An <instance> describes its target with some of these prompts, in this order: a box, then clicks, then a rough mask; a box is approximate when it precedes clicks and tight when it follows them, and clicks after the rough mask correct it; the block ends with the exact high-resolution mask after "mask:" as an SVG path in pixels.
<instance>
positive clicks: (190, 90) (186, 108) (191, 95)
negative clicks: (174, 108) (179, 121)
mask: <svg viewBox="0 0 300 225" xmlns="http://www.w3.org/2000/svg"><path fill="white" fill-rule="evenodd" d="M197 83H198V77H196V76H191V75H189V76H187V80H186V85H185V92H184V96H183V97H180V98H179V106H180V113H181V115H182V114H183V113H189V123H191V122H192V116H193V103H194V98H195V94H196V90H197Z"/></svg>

________________________________________

### [Request]
Please repeat the rows above, swapping each "clicks" for "points" and leaving everything else unchanged.

### [Reply]
An <instance> describes its target with some of these prompts, in this order: a box, then points, then a rough mask; a box is approximate when it precedes points and tight when it follows them, and points after the rough mask correct it; the block ends with the exact high-resolution mask after "mask:" as an SVG path in pixels.
<instance>
positive points: (190, 90) (186, 108) (191, 95)
negative points: (174, 108) (179, 121)
mask: <svg viewBox="0 0 300 225" xmlns="http://www.w3.org/2000/svg"><path fill="white" fill-rule="evenodd" d="M197 83H198V77H196V76H191V75H189V76H187V80H186V85H185V92H184V96H183V97H180V98H179V106H180V113H181V115H182V114H183V113H189V123H191V122H192V116H193V103H194V98H195V94H196V90H197Z"/></svg>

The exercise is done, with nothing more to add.